- Challenge:
Switch "stone" to "brick" in the rows below and copy out everything else unchanged, leaving out the pictures.

- Raw records:
---*---
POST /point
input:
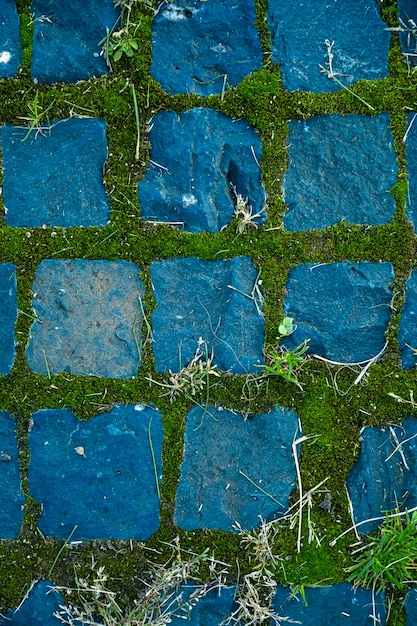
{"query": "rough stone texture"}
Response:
(407, 331)
(8, 315)
(55, 177)
(347, 166)
(66, 45)
(411, 154)
(38, 608)
(211, 610)
(207, 160)
(407, 12)
(337, 604)
(197, 306)
(98, 474)
(299, 29)
(204, 46)
(90, 318)
(343, 308)
(380, 481)
(12, 500)
(10, 48)
(410, 606)
(235, 470)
---*---
- Output for this exercise:
POST /point
input:
{"query": "rough brick texture"}
Response:
(407, 331)
(8, 315)
(55, 177)
(347, 166)
(66, 45)
(411, 154)
(38, 608)
(211, 610)
(207, 160)
(407, 12)
(337, 604)
(197, 306)
(98, 474)
(299, 29)
(204, 46)
(90, 318)
(343, 308)
(380, 481)
(12, 500)
(10, 48)
(410, 606)
(235, 470)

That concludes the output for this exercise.